### Supplied entries ###
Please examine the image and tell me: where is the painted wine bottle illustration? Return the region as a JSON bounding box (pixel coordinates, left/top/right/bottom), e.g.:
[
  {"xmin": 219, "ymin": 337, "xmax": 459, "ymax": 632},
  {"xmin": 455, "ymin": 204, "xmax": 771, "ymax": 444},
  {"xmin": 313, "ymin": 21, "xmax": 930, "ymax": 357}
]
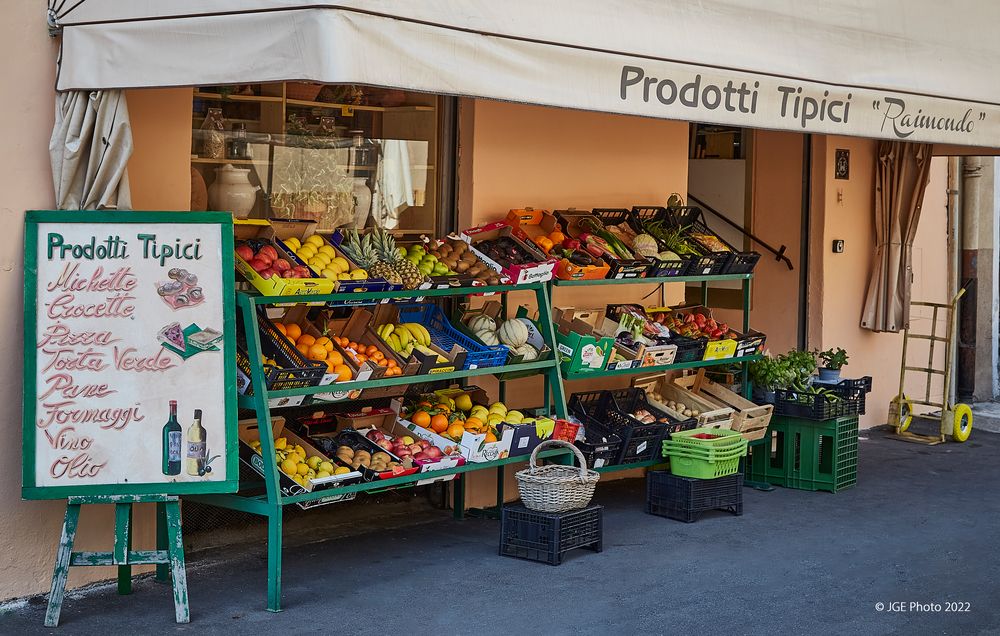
[
  {"xmin": 184, "ymin": 409, "xmax": 208, "ymax": 477},
  {"xmin": 163, "ymin": 400, "xmax": 183, "ymax": 475}
]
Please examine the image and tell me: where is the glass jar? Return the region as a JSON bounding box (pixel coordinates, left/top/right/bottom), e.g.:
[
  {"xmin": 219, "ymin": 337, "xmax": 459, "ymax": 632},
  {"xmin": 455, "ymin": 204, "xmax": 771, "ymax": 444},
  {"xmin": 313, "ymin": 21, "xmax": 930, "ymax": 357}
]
[{"xmin": 201, "ymin": 108, "xmax": 226, "ymax": 159}]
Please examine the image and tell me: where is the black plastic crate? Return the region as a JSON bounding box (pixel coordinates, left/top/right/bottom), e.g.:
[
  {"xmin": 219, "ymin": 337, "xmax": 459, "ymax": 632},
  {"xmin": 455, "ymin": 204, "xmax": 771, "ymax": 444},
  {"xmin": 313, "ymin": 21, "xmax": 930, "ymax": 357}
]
[
  {"xmin": 646, "ymin": 470, "xmax": 743, "ymax": 523},
  {"xmin": 500, "ymin": 504, "xmax": 604, "ymax": 565},
  {"xmin": 573, "ymin": 418, "xmax": 622, "ymax": 468},
  {"xmin": 663, "ymin": 206, "xmax": 760, "ymax": 276},
  {"xmin": 236, "ymin": 313, "xmax": 327, "ymax": 395},
  {"xmin": 813, "ymin": 375, "xmax": 872, "ymax": 415},
  {"xmin": 670, "ymin": 334, "xmax": 708, "ymax": 364},
  {"xmin": 774, "ymin": 385, "xmax": 865, "ymax": 420}
]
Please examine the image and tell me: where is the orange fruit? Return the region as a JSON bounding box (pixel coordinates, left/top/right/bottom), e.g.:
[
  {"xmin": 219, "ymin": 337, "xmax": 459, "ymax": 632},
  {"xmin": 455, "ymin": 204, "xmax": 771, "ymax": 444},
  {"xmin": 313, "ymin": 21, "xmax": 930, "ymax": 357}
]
[
  {"xmin": 295, "ymin": 333, "xmax": 316, "ymax": 347},
  {"xmin": 431, "ymin": 413, "xmax": 450, "ymax": 433},
  {"xmin": 410, "ymin": 411, "xmax": 432, "ymax": 428}
]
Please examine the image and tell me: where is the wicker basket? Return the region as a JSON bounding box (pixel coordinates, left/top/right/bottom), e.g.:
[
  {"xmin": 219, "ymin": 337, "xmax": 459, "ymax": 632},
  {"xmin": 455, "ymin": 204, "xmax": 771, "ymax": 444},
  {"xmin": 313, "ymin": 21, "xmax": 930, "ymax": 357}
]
[{"xmin": 514, "ymin": 439, "xmax": 601, "ymax": 512}]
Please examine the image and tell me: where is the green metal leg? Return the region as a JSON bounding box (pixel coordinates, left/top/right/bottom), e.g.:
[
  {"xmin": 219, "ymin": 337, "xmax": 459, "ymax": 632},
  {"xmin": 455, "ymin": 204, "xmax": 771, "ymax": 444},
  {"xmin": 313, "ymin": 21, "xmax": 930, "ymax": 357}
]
[
  {"xmin": 156, "ymin": 502, "xmax": 170, "ymax": 583},
  {"xmin": 45, "ymin": 503, "xmax": 80, "ymax": 627},
  {"xmin": 451, "ymin": 474, "xmax": 465, "ymax": 520},
  {"xmin": 165, "ymin": 500, "xmax": 191, "ymax": 623},
  {"xmin": 115, "ymin": 503, "xmax": 132, "ymax": 595},
  {"xmin": 267, "ymin": 506, "xmax": 282, "ymax": 612},
  {"xmin": 497, "ymin": 466, "xmax": 505, "ymax": 515}
]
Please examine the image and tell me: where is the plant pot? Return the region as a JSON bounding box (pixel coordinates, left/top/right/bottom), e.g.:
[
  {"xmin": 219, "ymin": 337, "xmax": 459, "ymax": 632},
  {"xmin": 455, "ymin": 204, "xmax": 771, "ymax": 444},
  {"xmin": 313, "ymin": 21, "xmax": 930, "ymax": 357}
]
[{"xmin": 819, "ymin": 367, "xmax": 840, "ymax": 383}]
###
What is required: Change every "pixel coordinates" in the listing to "pixel positions" and reproduce all of it otherwise unchanged. Leave the pictures out.

Response for this exercise:
Please examine the image and tell me: where is the painted wine bottle illustration? Return the region as a JSON bounding box (pixel positions, left/top/right/bottom), e.g.:
[
  {"xmin": 219, "ymin": 337, "xmax": 459, "ymax": 632},
  {"xmin": 455, "ymin": 204, "xmax": 771, "ymax": 444},
  {"xmin": 313, "ymin": 21, "xmax": 930, "ymax": 357}
]
[
  {"xmin": 184, "ymin": 409, "xmax": 208, "ymax": 477},
  {"xmin": 163, "ymin": 400, "xmax": 183, "ymax": 475}
]
Please examine the image and tell me: where is the glass jar? Return the region as a JSON bounding box (pixel positions, left/top/right/bottom), e.g.:
[
  {"xmin": 219, "ymin": 337, "xmax": 459, "ymax": 632},
  {"xmin": 455, "ymin": 204, "xmax": 771, "ymax": 444},
  {"xmin": 313, "ymin": 21, "xmax": 930, "ymax": 357}
]
[{"xmin": 201, "ymin": 108, "xmax": 226, "ymax": 159}]
Please examine the image and tell me: where is the black plastic crate? Return the region as a JSON bounding box (pixel positions, left/top/right/bottom), e.g.:
[
  {"xmin": 219, "ymin": 337, "xmax": 459, "ymax": 632},
  {"xmin": 455, "ymin": 204, "xmax": 771, "ymax": 444},
  {"xmin": 313, "ymin": 21, "xmax": 930, "ymax": 357}
]
[
  {"xmin": 646, "ymin": 470, "xmax": 743, "ymax": 523},
  {"xmin": 500, "ymin": 504, "xmax": 604, "ymax": 565},
  {"xmin": 573, "ymin": 418, "xmax": 622, "ymax": 468},
  {"xmin": 663, "ymin": 206, "xmax": 760, "ymax": 276},
  {"xmin": 236, "ymin": 313, "xmax": 327, "ymax": 395},
  {"xmin": 813, "ymin": 375, "xmax": 872, "ymax": 415},
  {"xmin": 670, "ymin": 334, "xmax": 708, "ymax": 364},
  {"xmin": 774, "ymin": 385, "xmax": 865, "ymax": 420}
]
Please examine the image and tell me: where is the orange fruit? Return the region as a JSON bounding box (pixel positions, left/top/right/bottom), e.g.:
[
  {"xmin": 219, "ymin": 337, "xmax": 459, "ymax": 632},
  {"xmin": 455, "ymin": 204, "xmax": 771, "ymax": 444},
  {"xmin": 313, "ymin": 21, "xmax": 930, "ymax": 357}
]
[
  {"xmin": 295, "ymin": 333, "xmax": 316, "ymax": 347},
  {"xmin": 431, "ymin": 413, "xmax": 450, "ymax": 433},
  {"xmin": 410, "ymin": 411, "xmax": 432, "ymax": 428}
]
Please examine the image and tell me: where is the wicker basket? Return the region as a JSON bounding box (pixel positions, left/top/right/bottom), e.g.:
[
  {"xmin": 219, "ymin": 337, "xmax": 459, "ymax": 632},
  {"xmin": 455, "ymin": 204, "xmax": 771, "ymax": 444},
  {"xmin": 313, "ymin": 21, "xmax": 930, "ymax": 357}
]
[{"xmin": 514, "ymin": 439, "xmax": 601, "ymax": 512}]
Please examine the image and tell me: where is the green metal leg? Return the region as a JSON bounding box (pixel positions, left/top/right/bottom), e.g.:
[
  {"xmin": 219, "ymin": 337, "xmax": 459, "ymax": 632},
  {"xmin": 455, "ymin": 204, "xmax": 771, "ymax": 444},
  {"xmin": 313, "ymin": 21, "xmax": 930, "ymax": 357}
]
[
  {"xmin": 156, "ymin": 502, "xmax": 170, "ymax": 583},
  {"xmin": 45, "ymin": 503, "xmax": 80, "ymax": 627},
  {"xmin": 451, "ymin": 474, "xmax": 465, "ymax": 520},
  {"xmin": 165, "ymin": 500, "xmax": 191, "ymax": 623},
  {"xmin": 115, "ymin": 503, "xmax": 132, "ymax": 595},
  {"xmin": 267, "ymin": 506, "xmax": 282, "ymax": 612},
  {"xmin": 497, "ymin": 466, "xmax": 505, "ymax": 515}
]
Please examine the image and tell me: where is the plant pot? Return the region as a JSON bounding box (pixel positions, left/top/right/bottom), e.g.:
[
  {"xmin": 219, "ymin": 337, "xmax": 459, "ymax": 632},
  {"xmin": 455, "ymin": 204, "xmax": 771, "ymax": 444},
  {"xmin": 313, "ymin": 21, "xmax": 930, "ymax": 357}
]
[{"xmin": 819, "ymin": 367, "xmax": 840, "ymax": 383}]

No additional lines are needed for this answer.